Paradigmatica è la situazione del Po, il più grande fiume italiano, il cui bacino attraversa la pianura padana e l’intera Italia del Nord. Sono le regioni in cui si sono storicamente concentrate un’agricoltura e un allevamento intensivi, una massiccia industrializzazione, la grande industria energetica, nonché grandi concentrati di popolazione urbana e metropolitana.

Tutte figlie del medesimo paradigma, che è la cifra del modello capitalistico: l’idea della crescita economica come termometro del benessere della società, accompagnata dall’uso di beni comuni presenti in natura dei quali si presuppone l’illimitata disponibilità.

Una situazione accelerata dal modello liberista e dal preponderante ruolo assunto dalla finanza, che ha visto il progressivo ritiro delle istituzioni pubbliche tanto dall’intervento diretto in campo economico, quanto da qualunque idea di programmazione e pianificazione dello stesso, delegate alla ‘autoregolazione dei mercati’.

Peccato che esista una contraddizione strutturale fra come la vita delle persone si organizza nello spazio e nel tempo rispetto a come si declina l’economia di mercato.

---

◆ Cosa richiede ◆
Trascrivi dal brano sul Po il tratto che va da "Paradigmatica è la" a "presuppone l’illimitata disponibilità.", senza alcuna modifica.

---

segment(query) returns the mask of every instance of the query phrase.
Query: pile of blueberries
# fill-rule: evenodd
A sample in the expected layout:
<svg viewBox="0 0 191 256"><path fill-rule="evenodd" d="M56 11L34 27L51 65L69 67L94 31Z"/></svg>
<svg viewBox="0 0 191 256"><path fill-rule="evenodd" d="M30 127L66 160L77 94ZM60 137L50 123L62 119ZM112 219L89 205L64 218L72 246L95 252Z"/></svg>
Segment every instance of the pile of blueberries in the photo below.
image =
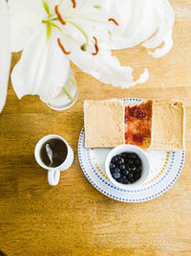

---

◆ Risultato ◆
Paradigmatica è la situazione del Po, il più grande fiume italiano, il cui bacino attraversa la pianura padana e l’intera Italia del Nord. Sono le regioni in cui si sono storicamente concentrate un’agricoltura e un allevamento intensivi, una massiccia industrializzazione, la grande industria energetica, nonché grandi concentrati di popolazione urbana e metropolitana.

Tutte figlie del medesimo paradigma, che è la cifra del modello capitalistico: l’idea della crescita economica come termometro del benessere della società, accompagnata dall’uso di beni comuni presenti in natura dei quali si presuppone l’illimitata disponibilità.